## Exercise input

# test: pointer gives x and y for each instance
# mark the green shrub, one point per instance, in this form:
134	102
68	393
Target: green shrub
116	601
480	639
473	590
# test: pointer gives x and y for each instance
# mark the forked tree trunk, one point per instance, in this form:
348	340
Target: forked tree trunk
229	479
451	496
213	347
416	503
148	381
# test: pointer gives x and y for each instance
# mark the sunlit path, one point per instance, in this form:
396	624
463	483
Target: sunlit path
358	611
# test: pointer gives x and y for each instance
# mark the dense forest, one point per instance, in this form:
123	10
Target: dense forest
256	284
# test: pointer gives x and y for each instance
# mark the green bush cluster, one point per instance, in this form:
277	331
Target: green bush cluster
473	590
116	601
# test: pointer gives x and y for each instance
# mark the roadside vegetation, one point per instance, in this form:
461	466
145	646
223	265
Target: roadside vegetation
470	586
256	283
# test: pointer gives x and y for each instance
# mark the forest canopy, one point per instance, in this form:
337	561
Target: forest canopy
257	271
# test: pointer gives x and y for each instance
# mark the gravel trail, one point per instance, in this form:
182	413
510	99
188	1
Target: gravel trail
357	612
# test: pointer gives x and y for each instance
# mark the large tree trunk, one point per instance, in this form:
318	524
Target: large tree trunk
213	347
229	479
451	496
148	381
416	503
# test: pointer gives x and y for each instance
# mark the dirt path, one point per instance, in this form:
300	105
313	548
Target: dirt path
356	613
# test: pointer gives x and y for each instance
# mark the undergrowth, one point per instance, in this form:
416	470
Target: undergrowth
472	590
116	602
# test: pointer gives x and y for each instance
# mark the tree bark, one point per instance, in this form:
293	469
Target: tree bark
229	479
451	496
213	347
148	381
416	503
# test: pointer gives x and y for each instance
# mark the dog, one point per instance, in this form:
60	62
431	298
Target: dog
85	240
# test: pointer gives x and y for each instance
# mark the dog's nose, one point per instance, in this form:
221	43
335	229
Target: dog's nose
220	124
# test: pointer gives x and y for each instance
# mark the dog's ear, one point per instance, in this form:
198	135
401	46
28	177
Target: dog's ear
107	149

## Written instruction
Output the full listing without altering anything.

## Expected answer
# test: pointer gives x and y for each instance
# mark the green shrub, one point per instance, in this form:
134	102
68	393
Target: green shrub
116	601
480	639
473	590
# test: pointer gives x and y for each instance
# mark the forked tree trunk, one point per instance, in this form:
348	340
Target: forked tree trunk
229	479
451	496
213	347
416	503
148	381
# test: pointer gives x and y for each instance
# mark the sunlit path, one point per instance, in this form:
396	624
463	483
Target: sunlit path
358	611
# test: pointer gives x and y for each instance
# mark the dense forest, one point per instance, in this form:
123	10
Target: dense forest
256	284
# test: pointer gives x and y for each instance
# mark the green bush cluster, one point per instance, in this form:
277	331
Target: green bush cluster
473	590
116	601
# test: pointer gives x and y for each instance
# mark the roadside vegetation, one point per instance, in this form:
461	466
145	646
223	265
Target: roadside vegetation
470	586
256	283
# test: pointer gives x and y for each instance
# mark the forest canopy, one point per instance, in this form:
337	561
Target: forest canopy
257	271
# test: pointer gives x and y for each instance
# mark the gravel trail, one point per instance, in this form:
182	413
510	99
188	1
Target: gravel trail
357	612
# test: pointer gives x and y for each instance
# mark the large tree trunk, one point per instance, in this form:
318	524
Target: large tree trunk
213	347
229	479
451	496
148	381
416	503
# test: pointer gives x and y for each instance
# mark the dirt path, one point per instance, in this form:
300	105
313	548
Target: dirt path
356	613
# test: pointer gives x and y for each instance
# mark the undergrowth, one point per instance, in this form:
416	470
Target: undergrowth
472	590
116	602
# test: pointer gives x and y for each instance
# mark the tree bark, one point per instance, in this form:
293	469
Target: tree bark
229	479
451	496
213	347
148	381
416	503
# test: pointer gives x and y for each instance
# mark the dog, one point per instance, in this form:
60	62
431	298
Target: dog
85	240
# test: pointer gives x and y for each instance
# mark the dog's nose, one point per instance, in this form:
221	43
335	229
Target: dog's nose
220	124
# test: pointer gives x and y for each instance
# mark the dog's ear, one point per instance, in this form:
198	135
401	46
28	177
Target: dog's ear
107	149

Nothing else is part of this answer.